[Stored data entries]
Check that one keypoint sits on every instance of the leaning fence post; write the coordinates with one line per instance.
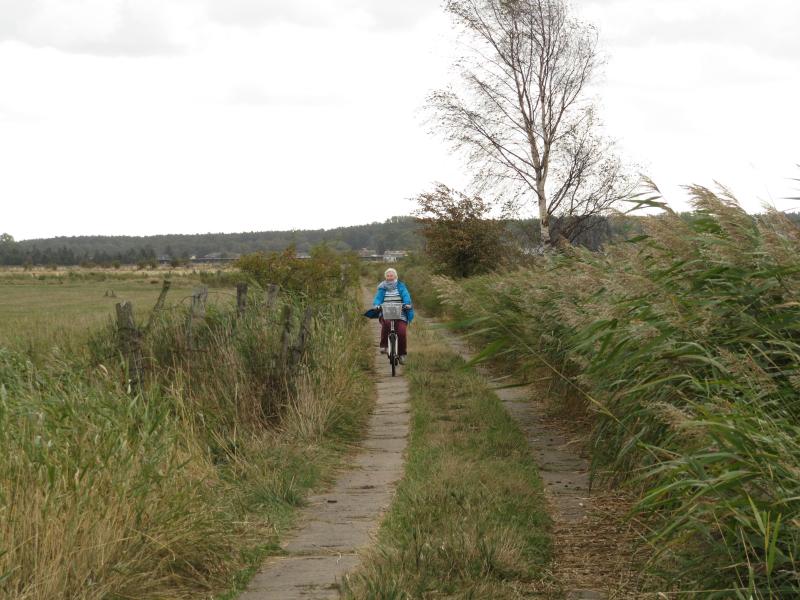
(302, 338)
(197, 311)
(241, 298)
(272, 295)
(159, 303)
(129, 342)
(287, 330)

# Task
Pictures are to be omitted; set down the rest of the entries exactly as given.

# Exercise solution
Check that one keypoint sits on every instance of the leaning fence post; write the coordinates with one line per instance.
(302, 338)
(197, 311)
(241, 298)
(272, 295)
(159, 303)
(129, 342)
(287, 330)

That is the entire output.